[Region pointing data]
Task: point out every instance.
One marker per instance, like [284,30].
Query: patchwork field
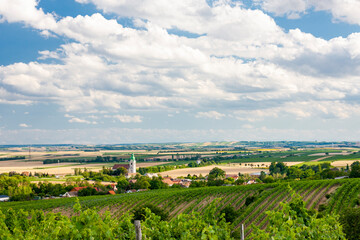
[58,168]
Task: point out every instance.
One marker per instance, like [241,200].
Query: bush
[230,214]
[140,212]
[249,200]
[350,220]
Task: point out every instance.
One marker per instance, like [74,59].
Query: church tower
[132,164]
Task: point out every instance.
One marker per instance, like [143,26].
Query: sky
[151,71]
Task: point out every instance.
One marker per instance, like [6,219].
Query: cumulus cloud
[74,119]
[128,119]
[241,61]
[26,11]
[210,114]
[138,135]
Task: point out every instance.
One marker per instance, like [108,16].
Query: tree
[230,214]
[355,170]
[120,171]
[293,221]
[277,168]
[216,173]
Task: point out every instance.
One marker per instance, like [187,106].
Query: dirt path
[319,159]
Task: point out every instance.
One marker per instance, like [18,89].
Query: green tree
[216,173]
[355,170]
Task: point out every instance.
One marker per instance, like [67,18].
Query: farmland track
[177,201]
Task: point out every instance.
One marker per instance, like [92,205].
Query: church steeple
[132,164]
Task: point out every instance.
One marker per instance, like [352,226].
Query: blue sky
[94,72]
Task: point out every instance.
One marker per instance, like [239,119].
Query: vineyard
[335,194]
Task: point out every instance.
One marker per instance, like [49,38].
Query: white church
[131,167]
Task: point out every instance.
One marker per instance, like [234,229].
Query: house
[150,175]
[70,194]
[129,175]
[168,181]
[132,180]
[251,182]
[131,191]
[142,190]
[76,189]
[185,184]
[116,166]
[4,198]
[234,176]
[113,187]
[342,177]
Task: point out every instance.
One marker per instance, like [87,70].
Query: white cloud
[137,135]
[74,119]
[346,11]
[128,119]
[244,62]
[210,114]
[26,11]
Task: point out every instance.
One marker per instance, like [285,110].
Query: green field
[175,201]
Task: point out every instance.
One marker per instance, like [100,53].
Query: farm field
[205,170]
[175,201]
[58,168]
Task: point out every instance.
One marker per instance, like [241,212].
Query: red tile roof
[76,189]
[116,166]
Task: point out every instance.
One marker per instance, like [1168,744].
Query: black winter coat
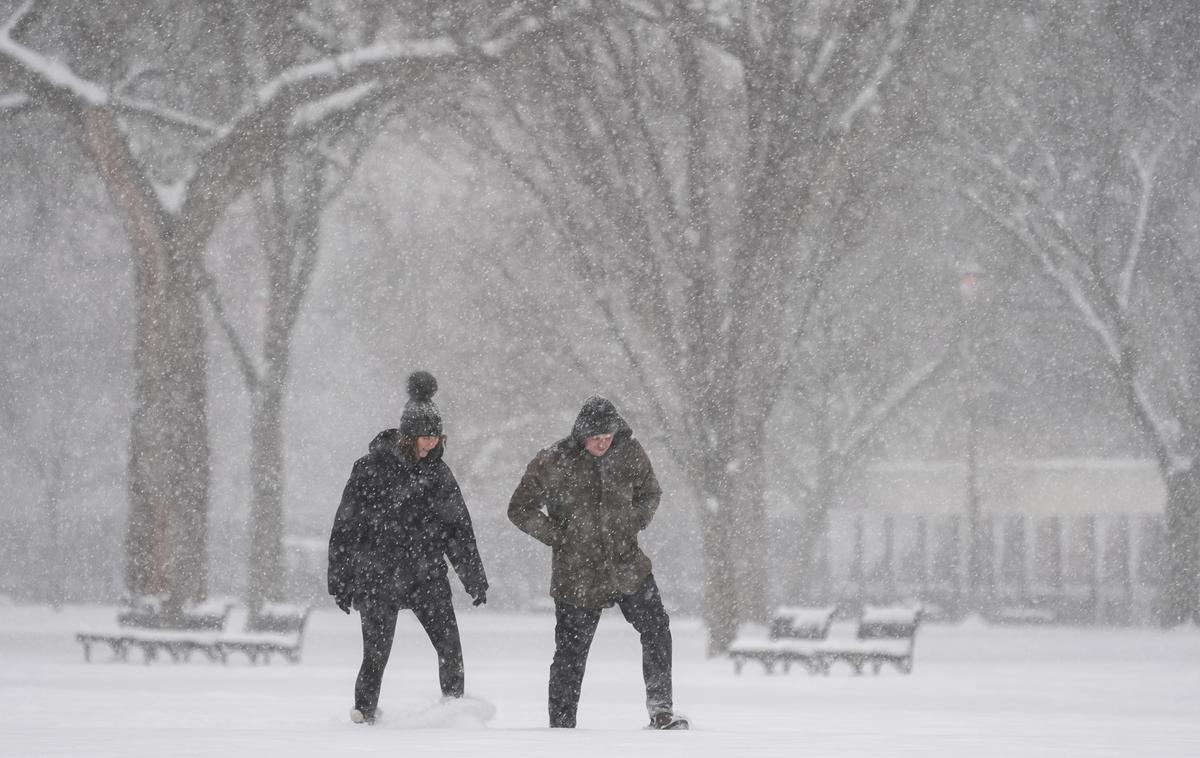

*YOUR OBJECTIVE*
All of the data needs repeating exactly, but the pictures do not.

*THE ANSWER*
Task: point out every instance.
One marker per instance, like [284,30].
Query: patchwork field
[58,168]
Task: point out every instance.
One marker per instance, like [241,200].
Query: bush
[230,214]
[140,212]
[249,200]
[350,220]
Task: point out every instance.
One marker per instance, like [74,59].
Query: church tower
[132,164]
Task: point out every instance.
One marker per instance, like [143,26].
Query: sky
[151,71]
Task: point out every instance.
One marker per instance, like [6,219].
Query: cumulus cloud
[74,119]
[128,119]
[241,61]
[26,11]
[210,114]
[138,135]
Task: point out every instance.
One marker per instance, like [108,16].
Query: tree
[230,214]
[355,170]
[120,171]
[293,221]
[277,168]
[216,173]
Task: point out every instance.
One marker per instance, like [187,106].
Query: dirt path
[319,159]
Task: point out every instance.
One marker per instance, like [18,89].
Query: green tree
[216,173]
[355,170]
Task: point out every instance.
One marker per instance, like [67,18].
Query: farmland track
[177,201]
Task: point out every instance.
One marker per instance, like [92,205].
Query: church steeple
[132,164]
Task: point out every instance.
One marker per instance, like [352,226].
Query: blue sky
[94,72]
Task: point out every instance.
One marker per instance, like [239,119].
Query: vineyard
[335,194]
Task: point out every instance.
One marker per instance, like [49,38].
Query: white church
[131,167]
Task: point out every instance.
One marker per instance, like [234,229].
Query: house
[150,175]
[70,194]
[129,175]
[168,181]
[132,180]
[251,182]
[131,191]
[142,190]
[76,189]
[185,184]
[116,166]
[4,198]
[234,176]
[113,187]
[342,177]
Task: point out every instance.
One marker per instance, like [87,70].
Query: white cloud
[137,135]
[74,119]
[346,11]
[128,119]
[244,62]
[210,114]
[26,11]
Task: point out every instance.
One marker per instance, like [285,110].
Query: green field
[175,201]
Task: point out every instance.
One marker per instance, like [100,53].
Query: farm field
[205,170]
[175,201]
[58,168]
Task: point out every instance.
One marker per instance, like [241,212].
Query: red tile roof
[76,189]
[116,166]
Task: point out every instance.
One marker per instance, like [1168,744].
Query: black winter coat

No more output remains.